» Passage given:
******

Most here are going to tell you to not buy anything less than an 8 inch jointer.  There's absolutely nothing wrong with an 8" jointer as long as it's within your budget.  Considering the difference in pricing between a 6" and and 8" jointer, I personally think it's a waste of money for 2 additional inches.

I've had a 6" jointer in my shop for many years and really wouldn't want to live without it.  For most of what I build, it more than enough.  If/when I need something wider, which is a rare occasion, I have a drum sander, planer, and hand planes that get the job done.  Yes, sometimes I have to throw together a quickie sled to use the planer or drum sander but, that's an easy trade off for me considering the price tag on an 8" jointer.  Also, if I'm over 6 inches, chances are that I'm also over 8 inches so would need to find the same solutions anyway.  So, unless you're going to go really big, why wast the money?

******

» Exercise directions: Copy everything in the jointer post from "Most here are" down to "2 additional inches.". The material after this point is separate from the jointer post.

******

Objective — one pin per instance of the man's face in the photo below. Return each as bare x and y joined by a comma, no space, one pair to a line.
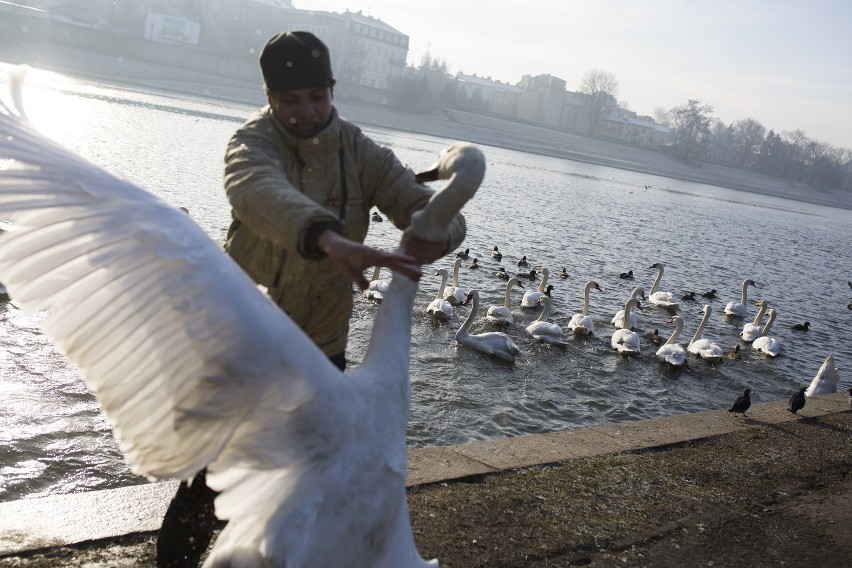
304,112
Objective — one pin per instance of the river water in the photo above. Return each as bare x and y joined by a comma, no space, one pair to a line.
596,222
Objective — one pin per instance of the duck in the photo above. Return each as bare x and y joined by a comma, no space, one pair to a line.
502,315
764,343
493,343
657,297
671,352
440,308
454,294
530,299
826,379
377,287
623,340
739,309
582,323
225,380
543,330
618,319
704,348
751,330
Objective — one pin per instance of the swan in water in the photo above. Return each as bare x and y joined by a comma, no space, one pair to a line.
671,352
454,294
582,324
751,330
530,299
618,319
196,368
439,308
739,309
544,330
503,314
705,348
492,342
826,379
378,287
764,343
624,340
657,297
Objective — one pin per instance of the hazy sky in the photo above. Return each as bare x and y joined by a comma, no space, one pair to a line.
785,63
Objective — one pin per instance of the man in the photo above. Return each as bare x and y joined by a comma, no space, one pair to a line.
301,182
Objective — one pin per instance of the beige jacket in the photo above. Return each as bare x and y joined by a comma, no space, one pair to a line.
280,185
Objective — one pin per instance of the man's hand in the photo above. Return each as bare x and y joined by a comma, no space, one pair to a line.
353,258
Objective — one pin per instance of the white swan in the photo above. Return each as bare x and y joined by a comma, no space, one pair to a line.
618,319
623,340
739,309
454,294
378,287
705,348
582,324
439,308
544,330
195,368
530,299
751,330
764,343
671,352
492,343
503,314
659,298
826,379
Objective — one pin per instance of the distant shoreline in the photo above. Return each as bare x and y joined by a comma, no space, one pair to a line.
441,122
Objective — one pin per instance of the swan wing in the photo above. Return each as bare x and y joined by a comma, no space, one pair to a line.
173,338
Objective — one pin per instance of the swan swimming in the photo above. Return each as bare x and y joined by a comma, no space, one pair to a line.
764,343
618,319
671,352
739,309
705,348
582,324
826,379
503,314
751,330
196,368
623,340
439,308
530,299
492,343
544,330
659,298
454,294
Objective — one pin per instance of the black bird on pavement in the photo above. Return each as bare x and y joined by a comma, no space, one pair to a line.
797,401
742,403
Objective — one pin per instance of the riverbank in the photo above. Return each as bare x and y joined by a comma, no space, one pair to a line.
704,489
442,122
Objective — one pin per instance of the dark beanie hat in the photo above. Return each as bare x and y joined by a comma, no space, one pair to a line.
295,60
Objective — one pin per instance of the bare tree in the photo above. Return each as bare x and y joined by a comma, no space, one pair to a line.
748,135
602,87
692,125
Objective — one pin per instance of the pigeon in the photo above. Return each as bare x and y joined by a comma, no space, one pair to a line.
797,401
742,403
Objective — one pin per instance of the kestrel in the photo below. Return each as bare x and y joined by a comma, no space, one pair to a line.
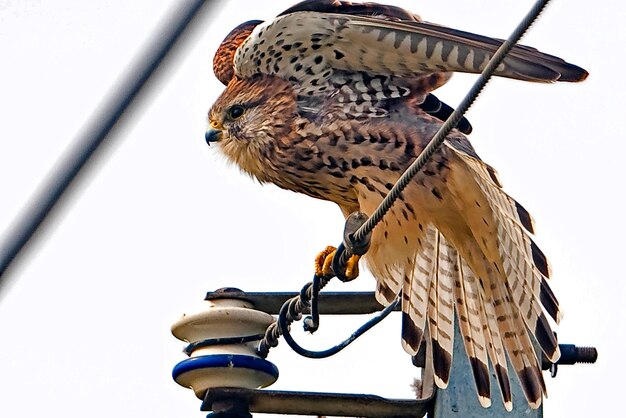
333,99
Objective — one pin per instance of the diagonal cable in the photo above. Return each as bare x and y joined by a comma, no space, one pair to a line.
96,131
436,142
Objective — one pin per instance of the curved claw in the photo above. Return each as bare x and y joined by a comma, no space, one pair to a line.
323,262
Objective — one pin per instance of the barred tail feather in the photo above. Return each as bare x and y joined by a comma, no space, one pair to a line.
524,266
418,274
441,309
496,351
518,345
468,307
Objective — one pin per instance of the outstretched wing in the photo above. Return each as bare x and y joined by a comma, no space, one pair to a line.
309,44
364,58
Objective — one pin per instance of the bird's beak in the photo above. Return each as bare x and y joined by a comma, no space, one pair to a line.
212,135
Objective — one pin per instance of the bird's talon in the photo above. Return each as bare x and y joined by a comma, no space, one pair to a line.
324,262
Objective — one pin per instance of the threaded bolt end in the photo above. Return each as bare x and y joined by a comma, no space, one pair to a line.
586,354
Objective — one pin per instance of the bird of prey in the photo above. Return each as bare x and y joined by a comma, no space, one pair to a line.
333,99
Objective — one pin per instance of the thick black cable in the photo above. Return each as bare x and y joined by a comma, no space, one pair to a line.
96,131
283,325
436,142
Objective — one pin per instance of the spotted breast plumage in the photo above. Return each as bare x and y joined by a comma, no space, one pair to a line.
333,99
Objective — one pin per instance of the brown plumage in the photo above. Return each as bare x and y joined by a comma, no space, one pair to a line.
333,99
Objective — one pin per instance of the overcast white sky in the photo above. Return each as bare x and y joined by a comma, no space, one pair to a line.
84,326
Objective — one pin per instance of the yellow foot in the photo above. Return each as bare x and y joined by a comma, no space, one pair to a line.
324,264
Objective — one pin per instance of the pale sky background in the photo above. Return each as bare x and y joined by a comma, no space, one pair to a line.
85,323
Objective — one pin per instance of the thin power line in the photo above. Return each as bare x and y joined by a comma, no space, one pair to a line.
96,131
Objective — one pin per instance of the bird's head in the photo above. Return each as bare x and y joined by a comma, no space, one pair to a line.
250,118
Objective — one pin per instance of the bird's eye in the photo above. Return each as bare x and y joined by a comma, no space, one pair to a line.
235,112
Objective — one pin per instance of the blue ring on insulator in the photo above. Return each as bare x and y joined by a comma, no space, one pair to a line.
225,360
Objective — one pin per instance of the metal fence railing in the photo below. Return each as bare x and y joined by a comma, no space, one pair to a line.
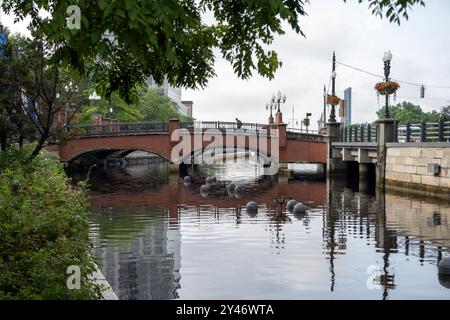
423,132
358,133
403,133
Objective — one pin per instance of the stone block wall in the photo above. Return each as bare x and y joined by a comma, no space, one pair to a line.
427,220
408,166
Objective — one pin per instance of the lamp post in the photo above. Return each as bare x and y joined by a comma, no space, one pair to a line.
306,121
333,90
387,71
277,101
270,106
324,106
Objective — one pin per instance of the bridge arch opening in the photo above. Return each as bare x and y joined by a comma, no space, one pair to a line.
119,156
203,155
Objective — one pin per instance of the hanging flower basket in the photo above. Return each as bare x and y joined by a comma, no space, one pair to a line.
385,88
333,100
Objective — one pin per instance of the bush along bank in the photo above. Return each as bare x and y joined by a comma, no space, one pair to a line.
43,231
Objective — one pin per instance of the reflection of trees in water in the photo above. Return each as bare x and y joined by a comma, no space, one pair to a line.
152,176
140,252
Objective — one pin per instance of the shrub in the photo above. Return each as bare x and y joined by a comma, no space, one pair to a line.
43,230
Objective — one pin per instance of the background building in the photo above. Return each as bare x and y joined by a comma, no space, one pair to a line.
173,93
188,105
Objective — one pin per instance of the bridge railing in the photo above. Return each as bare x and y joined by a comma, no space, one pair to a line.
403,133
120,128
423,132
302,131
366,132
224,126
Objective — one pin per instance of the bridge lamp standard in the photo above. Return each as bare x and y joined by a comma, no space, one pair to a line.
332,118
277,101
387,71
270,106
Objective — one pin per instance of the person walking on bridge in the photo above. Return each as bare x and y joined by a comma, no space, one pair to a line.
238,123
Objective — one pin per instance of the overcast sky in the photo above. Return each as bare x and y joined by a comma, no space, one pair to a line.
420,46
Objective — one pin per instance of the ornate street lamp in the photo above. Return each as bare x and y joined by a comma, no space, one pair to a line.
387,71
277,101
387,87
333,91
270,106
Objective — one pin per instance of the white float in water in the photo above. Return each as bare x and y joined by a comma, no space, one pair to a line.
204,190
444,267
252,206
291,204
299,208
230,189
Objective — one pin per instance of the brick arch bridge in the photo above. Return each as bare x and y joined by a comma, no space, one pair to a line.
163,138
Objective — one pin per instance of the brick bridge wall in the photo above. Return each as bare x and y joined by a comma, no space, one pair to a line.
290,150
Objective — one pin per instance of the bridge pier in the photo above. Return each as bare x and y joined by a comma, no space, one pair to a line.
334,161
363,177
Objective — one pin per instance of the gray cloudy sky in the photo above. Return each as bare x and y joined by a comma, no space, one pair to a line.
421,49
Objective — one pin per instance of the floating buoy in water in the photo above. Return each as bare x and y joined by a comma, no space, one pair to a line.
444,267
209,181
238,191
252,206
299,208
291,204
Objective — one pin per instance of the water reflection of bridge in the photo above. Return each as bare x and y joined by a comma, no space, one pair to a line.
390,225
399,225
172,195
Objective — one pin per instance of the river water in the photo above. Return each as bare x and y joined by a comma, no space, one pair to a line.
157,238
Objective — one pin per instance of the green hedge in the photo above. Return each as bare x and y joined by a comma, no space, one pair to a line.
43,230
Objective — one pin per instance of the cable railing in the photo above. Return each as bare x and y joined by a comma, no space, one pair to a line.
122,128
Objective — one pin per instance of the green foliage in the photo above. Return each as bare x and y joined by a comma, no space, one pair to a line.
33,91
43,230
392,10
407,112
121,43
149,106
445,113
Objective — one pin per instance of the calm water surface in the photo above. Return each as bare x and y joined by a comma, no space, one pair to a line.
157,238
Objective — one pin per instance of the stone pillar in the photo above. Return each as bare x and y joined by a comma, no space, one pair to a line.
174,124
385,134
282,132
333,164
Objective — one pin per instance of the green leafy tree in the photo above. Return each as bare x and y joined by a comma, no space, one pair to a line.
43,229
33,92
408,112
122,42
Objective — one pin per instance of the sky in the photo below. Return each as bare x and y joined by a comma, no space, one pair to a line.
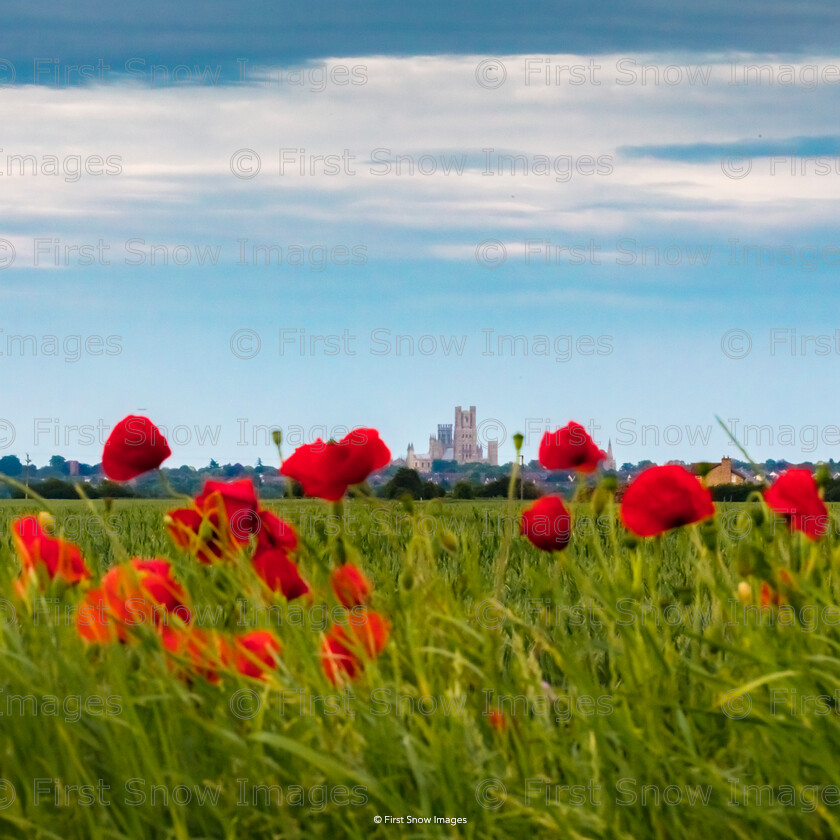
313,218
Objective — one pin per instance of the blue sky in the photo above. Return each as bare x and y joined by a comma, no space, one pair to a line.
664,250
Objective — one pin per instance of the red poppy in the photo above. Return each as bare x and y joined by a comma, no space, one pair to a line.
326,470
135,446
38,551
662,498
135,593
225,516
275,533
795,495
337,661
351,586
279,573
547,524
570,448
345,648
143,590
497,720
255,653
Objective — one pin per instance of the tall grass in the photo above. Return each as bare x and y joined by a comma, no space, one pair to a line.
638,694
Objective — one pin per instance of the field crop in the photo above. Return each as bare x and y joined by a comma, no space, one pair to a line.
625,687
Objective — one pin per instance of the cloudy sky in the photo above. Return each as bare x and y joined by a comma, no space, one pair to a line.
321,217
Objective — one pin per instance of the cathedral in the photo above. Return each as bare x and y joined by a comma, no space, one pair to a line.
455,442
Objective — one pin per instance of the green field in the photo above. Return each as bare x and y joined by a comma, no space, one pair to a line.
640,696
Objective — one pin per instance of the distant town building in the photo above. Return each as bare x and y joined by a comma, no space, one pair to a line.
609,462
723,473
455,442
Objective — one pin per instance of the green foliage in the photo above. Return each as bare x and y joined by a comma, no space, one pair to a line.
463,490
55,488
642,697
405,481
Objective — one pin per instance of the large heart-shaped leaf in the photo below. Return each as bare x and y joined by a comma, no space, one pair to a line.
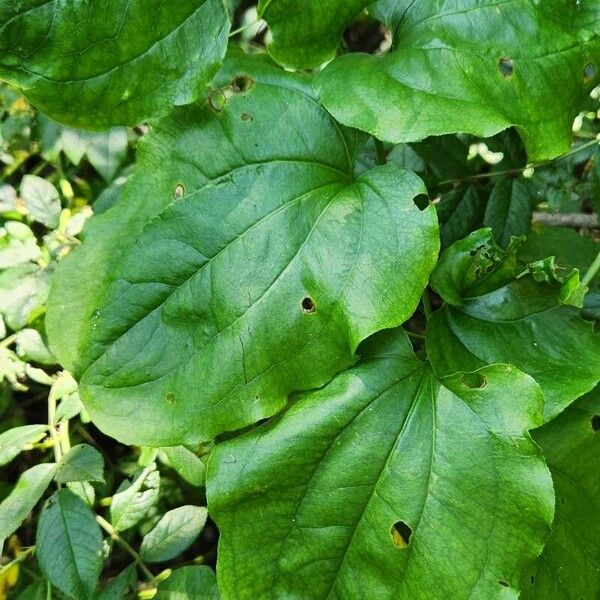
386,484
469,66
568,567
492,315
259,282
307,33
112,62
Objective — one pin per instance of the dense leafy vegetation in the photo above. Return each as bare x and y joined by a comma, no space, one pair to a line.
325,286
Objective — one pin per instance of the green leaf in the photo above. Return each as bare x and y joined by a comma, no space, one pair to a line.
189,583
41,199
386,484
306,34
470,66
174,533
496,312
69,545
187,298
186,463
24,496
14,440
509,209
567,568
122,586
135,498
81,463
118,63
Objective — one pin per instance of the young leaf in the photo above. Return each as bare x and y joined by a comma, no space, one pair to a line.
567,567
14,440
189,583
174,533
24,496
204,307
306,34
41,199
509,209
116,63
493,316
186,463
386,484
135,498
470,67
69,545
81,463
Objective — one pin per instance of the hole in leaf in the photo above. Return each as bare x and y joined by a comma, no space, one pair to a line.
473,380
506,66
589,72
421,201
241,84
401,533
308,305
179,192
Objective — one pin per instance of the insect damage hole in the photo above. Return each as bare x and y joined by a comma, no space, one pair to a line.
506,66
308,305
401,533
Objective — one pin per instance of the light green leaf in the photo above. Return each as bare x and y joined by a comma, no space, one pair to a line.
470,66
568,567
81,463
187,300
14,440
25,495
118,62
41,199
189,583
174,533
492,315
509,209
69,545
135,498
307,33
386,484
186,463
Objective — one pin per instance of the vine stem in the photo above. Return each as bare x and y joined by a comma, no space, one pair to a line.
592,271
589,144
115,536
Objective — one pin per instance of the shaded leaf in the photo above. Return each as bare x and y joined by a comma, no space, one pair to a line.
412,483
69,545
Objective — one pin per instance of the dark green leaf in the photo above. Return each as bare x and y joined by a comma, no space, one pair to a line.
69,545
472,66
117,62
173,534
496,312
14,440
386,484
81,463
568,567
189,583
307,33
25,495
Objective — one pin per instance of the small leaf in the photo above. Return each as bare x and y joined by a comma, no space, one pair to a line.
80,463
14,440
69,545
189,583
174,533
41,199
135,498
24,496
186,463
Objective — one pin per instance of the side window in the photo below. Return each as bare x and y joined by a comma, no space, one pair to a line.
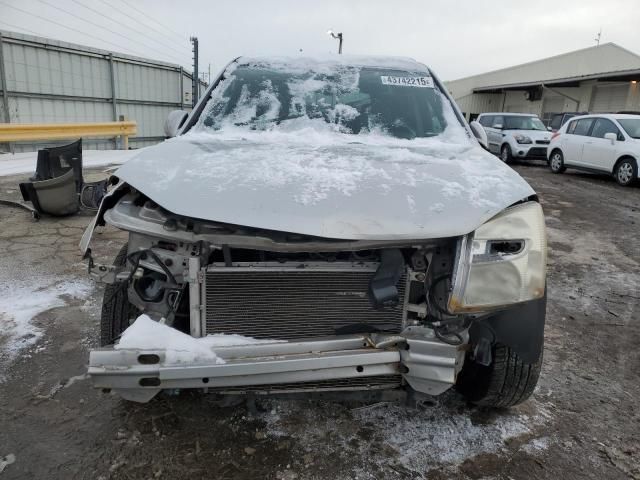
486,120
604,126
583,126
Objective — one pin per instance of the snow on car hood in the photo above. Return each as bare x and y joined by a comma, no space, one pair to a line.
332,187
532,134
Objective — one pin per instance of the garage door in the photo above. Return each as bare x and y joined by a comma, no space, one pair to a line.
609,98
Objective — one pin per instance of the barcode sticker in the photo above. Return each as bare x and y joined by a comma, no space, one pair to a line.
421,82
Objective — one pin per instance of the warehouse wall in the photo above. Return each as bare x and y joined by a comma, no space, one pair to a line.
48,81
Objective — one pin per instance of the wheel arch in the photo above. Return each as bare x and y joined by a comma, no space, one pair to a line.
621,158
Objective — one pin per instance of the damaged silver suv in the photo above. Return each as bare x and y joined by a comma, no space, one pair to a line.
322,225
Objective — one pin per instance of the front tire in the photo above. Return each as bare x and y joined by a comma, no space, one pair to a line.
117,311
505,154
556,162
508,381
626,171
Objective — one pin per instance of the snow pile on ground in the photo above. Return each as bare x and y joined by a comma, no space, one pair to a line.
418,439
26,162
21,300
147,334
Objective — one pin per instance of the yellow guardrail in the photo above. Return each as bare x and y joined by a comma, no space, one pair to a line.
20,132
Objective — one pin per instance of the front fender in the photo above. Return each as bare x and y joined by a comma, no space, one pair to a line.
109,200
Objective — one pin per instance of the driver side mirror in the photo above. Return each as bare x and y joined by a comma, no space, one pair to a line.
480,134
174,122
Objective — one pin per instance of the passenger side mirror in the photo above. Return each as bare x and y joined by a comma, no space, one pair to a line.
174,122
480,134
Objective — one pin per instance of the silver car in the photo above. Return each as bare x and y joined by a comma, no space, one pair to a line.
322,225
515,135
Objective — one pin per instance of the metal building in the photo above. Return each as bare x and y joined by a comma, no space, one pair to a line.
597,79
49,81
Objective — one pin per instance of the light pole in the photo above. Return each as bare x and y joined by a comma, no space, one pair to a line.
339,37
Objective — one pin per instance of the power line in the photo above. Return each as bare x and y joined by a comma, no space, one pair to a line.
104,28
19,28
129,27
146,15
31,14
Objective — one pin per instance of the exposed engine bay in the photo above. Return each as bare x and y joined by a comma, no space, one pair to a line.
384,287
320,296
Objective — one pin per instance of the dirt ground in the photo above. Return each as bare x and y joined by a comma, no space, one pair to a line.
583,421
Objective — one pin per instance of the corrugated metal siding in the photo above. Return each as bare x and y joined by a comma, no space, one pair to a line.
56,82
37,70
610,98
146,83
593,60
150,118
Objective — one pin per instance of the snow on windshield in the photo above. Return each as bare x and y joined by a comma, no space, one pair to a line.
330,98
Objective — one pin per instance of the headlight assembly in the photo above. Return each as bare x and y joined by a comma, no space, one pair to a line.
503,262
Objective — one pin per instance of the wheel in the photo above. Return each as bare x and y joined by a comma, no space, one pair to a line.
626,171
117,312
505,154
556,162
506,382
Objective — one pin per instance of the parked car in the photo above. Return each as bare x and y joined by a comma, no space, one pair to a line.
558,119
322,225
598,143
515,135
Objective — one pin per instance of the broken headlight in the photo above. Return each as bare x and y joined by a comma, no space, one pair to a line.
503,262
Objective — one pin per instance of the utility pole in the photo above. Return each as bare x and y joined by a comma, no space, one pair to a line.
337,36
196,80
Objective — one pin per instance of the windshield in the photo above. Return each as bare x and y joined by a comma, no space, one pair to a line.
352,100
523,123
631,126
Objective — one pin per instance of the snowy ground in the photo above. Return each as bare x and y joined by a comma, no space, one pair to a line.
582,422
12,164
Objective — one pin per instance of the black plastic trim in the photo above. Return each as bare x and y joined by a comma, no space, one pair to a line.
521,328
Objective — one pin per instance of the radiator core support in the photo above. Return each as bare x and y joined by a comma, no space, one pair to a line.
294,300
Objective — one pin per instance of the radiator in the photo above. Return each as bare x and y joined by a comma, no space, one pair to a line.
293,301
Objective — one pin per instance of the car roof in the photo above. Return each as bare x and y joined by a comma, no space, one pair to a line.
307,63
611,116
509,114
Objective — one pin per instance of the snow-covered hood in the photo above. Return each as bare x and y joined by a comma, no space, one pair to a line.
532,134
342,190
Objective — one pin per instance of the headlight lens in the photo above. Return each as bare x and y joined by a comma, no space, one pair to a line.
522,139
503,262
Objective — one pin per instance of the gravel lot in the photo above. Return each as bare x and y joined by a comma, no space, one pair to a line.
582,423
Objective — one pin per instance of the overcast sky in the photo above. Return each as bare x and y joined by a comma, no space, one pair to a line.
456,38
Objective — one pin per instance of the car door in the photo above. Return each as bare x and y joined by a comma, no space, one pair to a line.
495,138
486,121
600,153
572,145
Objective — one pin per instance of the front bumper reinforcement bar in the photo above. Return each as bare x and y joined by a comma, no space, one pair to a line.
427,364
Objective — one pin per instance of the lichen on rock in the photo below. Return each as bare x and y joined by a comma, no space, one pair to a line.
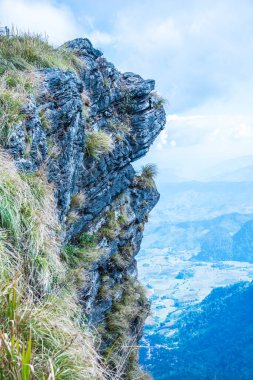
57,123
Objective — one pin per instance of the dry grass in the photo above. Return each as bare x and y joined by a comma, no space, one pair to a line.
98,144
15,88
78,200
146,178
29,223
24,51
44,340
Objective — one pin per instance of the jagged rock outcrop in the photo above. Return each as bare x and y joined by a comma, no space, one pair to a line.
53,136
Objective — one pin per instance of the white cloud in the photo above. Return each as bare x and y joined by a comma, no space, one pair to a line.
58,22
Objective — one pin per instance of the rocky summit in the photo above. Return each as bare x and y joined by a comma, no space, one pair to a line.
84,128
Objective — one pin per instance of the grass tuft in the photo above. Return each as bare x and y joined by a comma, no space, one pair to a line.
24,51
146,179
98,144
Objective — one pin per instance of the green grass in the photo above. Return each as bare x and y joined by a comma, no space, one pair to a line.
29,224
44,340
78,200
24,51
146,178
98,144
119,330
19,55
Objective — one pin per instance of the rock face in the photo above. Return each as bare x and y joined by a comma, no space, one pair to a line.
53,137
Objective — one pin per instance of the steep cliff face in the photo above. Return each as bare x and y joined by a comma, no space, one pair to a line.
98,194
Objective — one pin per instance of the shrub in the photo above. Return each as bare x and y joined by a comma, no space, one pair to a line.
98,144
124,128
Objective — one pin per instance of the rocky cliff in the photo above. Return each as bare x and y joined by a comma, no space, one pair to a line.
102,203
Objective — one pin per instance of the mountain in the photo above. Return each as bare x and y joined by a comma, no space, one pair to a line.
72,210
212,340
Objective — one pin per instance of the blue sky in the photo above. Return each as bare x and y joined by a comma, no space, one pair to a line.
199,51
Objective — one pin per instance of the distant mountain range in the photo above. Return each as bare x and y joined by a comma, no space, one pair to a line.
219,244
214,340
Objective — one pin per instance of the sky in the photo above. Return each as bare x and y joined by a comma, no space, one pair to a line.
200,53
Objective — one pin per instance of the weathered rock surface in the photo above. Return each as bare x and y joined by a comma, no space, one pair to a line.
53,138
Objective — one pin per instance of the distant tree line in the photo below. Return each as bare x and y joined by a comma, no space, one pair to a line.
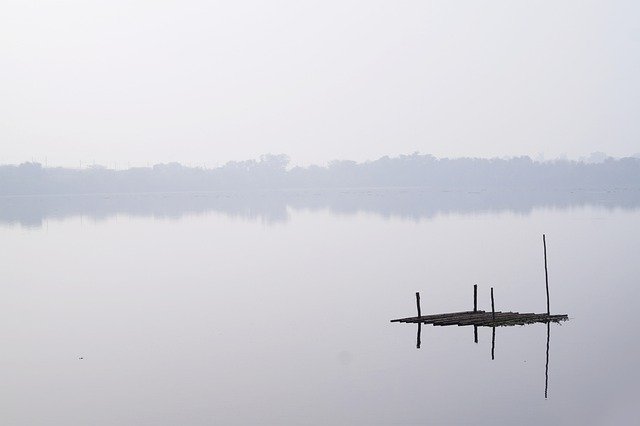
272,172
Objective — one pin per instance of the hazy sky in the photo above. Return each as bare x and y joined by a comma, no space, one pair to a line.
206,82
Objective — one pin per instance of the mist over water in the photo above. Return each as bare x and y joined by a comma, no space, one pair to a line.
274,307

******

» Solution:
Most here are going to tell you to not buy anything less than an 8 inch jointer.  There's absolutely nothing wrong with an 8" jointer as long as it's within your budget.  Considering the difference in pricing between a 6" and and 8" jointer, I personally think it's a waste of money for 2 additional inches.